**SET PROBLEM**
Turn every line of the records below into a numbered list, leaving out any blank lines.

**DATASET**

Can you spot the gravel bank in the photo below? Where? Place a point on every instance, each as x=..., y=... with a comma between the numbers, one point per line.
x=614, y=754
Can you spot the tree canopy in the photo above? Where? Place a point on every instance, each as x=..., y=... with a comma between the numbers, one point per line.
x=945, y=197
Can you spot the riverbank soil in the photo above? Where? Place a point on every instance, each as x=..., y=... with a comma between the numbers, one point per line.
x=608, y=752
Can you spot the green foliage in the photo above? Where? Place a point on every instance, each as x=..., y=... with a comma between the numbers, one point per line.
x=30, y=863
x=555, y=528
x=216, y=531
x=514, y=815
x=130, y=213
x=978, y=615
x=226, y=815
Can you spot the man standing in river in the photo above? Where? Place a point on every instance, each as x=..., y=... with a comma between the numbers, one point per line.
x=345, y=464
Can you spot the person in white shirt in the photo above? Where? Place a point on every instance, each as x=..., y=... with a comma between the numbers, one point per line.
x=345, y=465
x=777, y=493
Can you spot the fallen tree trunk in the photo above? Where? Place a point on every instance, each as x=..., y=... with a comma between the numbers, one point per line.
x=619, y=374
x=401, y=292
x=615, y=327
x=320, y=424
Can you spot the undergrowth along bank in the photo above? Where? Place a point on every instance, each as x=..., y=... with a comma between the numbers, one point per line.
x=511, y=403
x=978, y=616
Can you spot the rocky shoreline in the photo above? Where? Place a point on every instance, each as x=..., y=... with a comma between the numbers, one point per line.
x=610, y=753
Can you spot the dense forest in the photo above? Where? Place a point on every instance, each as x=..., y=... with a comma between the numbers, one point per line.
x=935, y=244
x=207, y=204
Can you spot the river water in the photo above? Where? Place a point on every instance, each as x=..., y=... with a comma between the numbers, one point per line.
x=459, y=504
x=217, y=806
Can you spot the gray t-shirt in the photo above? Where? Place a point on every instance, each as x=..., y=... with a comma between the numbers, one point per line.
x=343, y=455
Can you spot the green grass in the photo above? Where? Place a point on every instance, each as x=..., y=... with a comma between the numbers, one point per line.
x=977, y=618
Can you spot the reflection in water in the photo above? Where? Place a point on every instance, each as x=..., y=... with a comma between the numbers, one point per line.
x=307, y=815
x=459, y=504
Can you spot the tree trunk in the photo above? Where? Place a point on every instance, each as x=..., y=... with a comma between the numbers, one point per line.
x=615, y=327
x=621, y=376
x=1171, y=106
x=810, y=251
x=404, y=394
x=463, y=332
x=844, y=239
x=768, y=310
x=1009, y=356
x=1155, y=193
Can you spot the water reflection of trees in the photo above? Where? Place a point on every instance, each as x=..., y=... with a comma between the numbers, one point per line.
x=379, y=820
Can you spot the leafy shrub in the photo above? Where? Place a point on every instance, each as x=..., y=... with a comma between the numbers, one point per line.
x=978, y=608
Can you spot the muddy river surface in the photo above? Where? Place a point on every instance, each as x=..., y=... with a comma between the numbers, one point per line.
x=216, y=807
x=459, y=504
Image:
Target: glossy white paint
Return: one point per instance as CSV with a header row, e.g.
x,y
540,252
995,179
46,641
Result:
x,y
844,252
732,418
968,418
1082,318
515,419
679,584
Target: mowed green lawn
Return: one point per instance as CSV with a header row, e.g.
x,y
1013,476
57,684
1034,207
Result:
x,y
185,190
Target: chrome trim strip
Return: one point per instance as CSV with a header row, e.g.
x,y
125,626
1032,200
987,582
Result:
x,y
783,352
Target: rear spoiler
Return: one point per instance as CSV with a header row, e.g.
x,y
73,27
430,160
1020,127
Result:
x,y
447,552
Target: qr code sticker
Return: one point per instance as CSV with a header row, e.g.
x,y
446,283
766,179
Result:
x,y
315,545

**FINAL ANSWER**
1. Can you spot the gravel bank in the photo below? Where? Place a point on every instance, each as x=..., y=... with a comma between the numbers, one point per line.
2. x=614, y=754
3. Can you spot the tree canopy in the photo above? Where? Place a point on every instance, each as x=..., y=... with a comma between the numbers, one point per line.
4. x=945, y=197
5. Can you spot the riverbank soil in the photo above? Where? Place a point on every instance, each as x=..., y=... with a comma between the numbers, one point per line.
6. x=608, y=752
7. Can you spot the green foliage in the photo above? Where? Place a point on every instance, each as x=..., y=... with a comma between the numbers, one point per line.
8. x=30, y=863
9. x=555, y=528
10. x=216, y=531
11. x=514, y=815
12. x=130, y=213
13. x=978, y=615
14. x=226, y=815
15. Can you spot the man standing in river in the photo above? Where? Place a point on every instance, each as x=..., y=... with a comma between the numbers, one point per line.
16. x=345, y=464
17. Can you spot the person in white shirt in the photo above? Where? Place a point on every instance, each as x=..., y=... with a comma between the numbers, one point per line.
18. x=345, y=465
19. x=777, y=493
20. Can you spot the fallen tree trunk in the photo above? Where? Place a point on every instance, each as x=..., y=... with a comma between the numbers, one point per line.
21. x=619, y=374
22. x=401, y=292
23. x=615, y=327
24. x=320, y=424
25. Can you spot the undergrowth along bank in the photo above? Where? Place a point on every instance, each as x=..., y=... with a comma between the numbers, one point per line.
26. x=511, y=403
27. x=978, y=616
28. Can you spot the rocky shoreline in the photo above? Where? Place a point on every instance, each as x=..., y=... with a comma between the numbers, one point per line.
29. x=610, y=753
30. Can you spot the dense forest in the photo above? Where? Place a point on every instance, each as x=..., y=... with a comma between the numbers, one point per line.
31. x=935, y=244
32. x=207, y=204
33. Can you spot the river water in the photo above? Where? Place a point on every instance, each as x=..., y=... with a comma between the numbers, one point per line.
34. x=459, y=504
35. x=217, y=806
36. Can you spot the gray t-shirt in the photo above? Where? Place a point on every instance, each as x=..., y=... with a comma between the numbers, one point per line.
37. x=343, y=455
38. Can you spot the green grass in the photo above? Where? Place a point on every instance, each as x=..., y=... with a comma between the numbers, one point per line.
39. x=977, y=618
40. Can you spot the reflection in water in the photo above? Where? Place a point on every instance, each as x=..., y=... with a comma between the numbers, one point per line.
41. x=307, y=815
42. x=459, y=504
43. Can you spot the tree trunk in the photo above? Where? Place a point on every instance, each as x=..., y=... with a comma between the numbers, one point per line.
44. x=615, y=327
45. x=621, y=376
46. x=1171, y=106
47. x=810, y=251
48. x=404, y=394
49. x=463, y=332
50. x=844, y=239
51. x=768, y=310
52. x=1009, y=356
53. x=1155, y=193
54. Can you spot the water reflection of trees in the photo above? Where? Place a point on every instance, each as x=..., y=... with a comma between the numbers, one point per line.
55. x=379, y=820
56. Can you spot the leafy shrub in the photo above? Where? Place a point on every instance, each as x=..., y=... with a comma between the numbers, one point per line.
57. x=978, y=608
58. Can you spot the muddy river surface in the photo above? Where? Place a point on every instance, each as x=..., y=... with a comma between the numbers, one point per line.
59. x=216, y=807
60. x=459, y=504
61. Image:
62. Target: glossy white paint
63. Return: one point per instance as CSV with a header row, e.g.
64. x,y
65. 540,252
66. 995,179
67. 46,641
68. Result:
69. x,y
70. 844,252
71. 732,418
72. 968,418
73. 1082,318
74. 515,419
75. 679,584
76. Target: mowed green lawn
77. Return: one point per instance as CSV with a header row, e.g.
78. x,y
79. 1013,476
80. 57,684
81. 1034,207
82. Result:
83. x,y
84. 185,190
85. Target: chrome trim strip
86. Return: one point per instance as CSV with a header row, e.g.
87. x,y
88. 125,626
89. 1032,200
90. 987,582
91. Result:
92. x,y
93. 783,352
94. Target: rear spoiler
95. Return: one point per instance as CSV with a header row, e.g.
96. x,y
97. 73,27
98. 430,160
99. 1020,127
100. Result:
101. x,y
102. 447,552
103. Target: qr code sticker
104. Return: one point per instance as CSV with a header row, e.g.
105. x,y
106. 446,283
107. 766,179
108. Result:
109. x,y
110. 315,545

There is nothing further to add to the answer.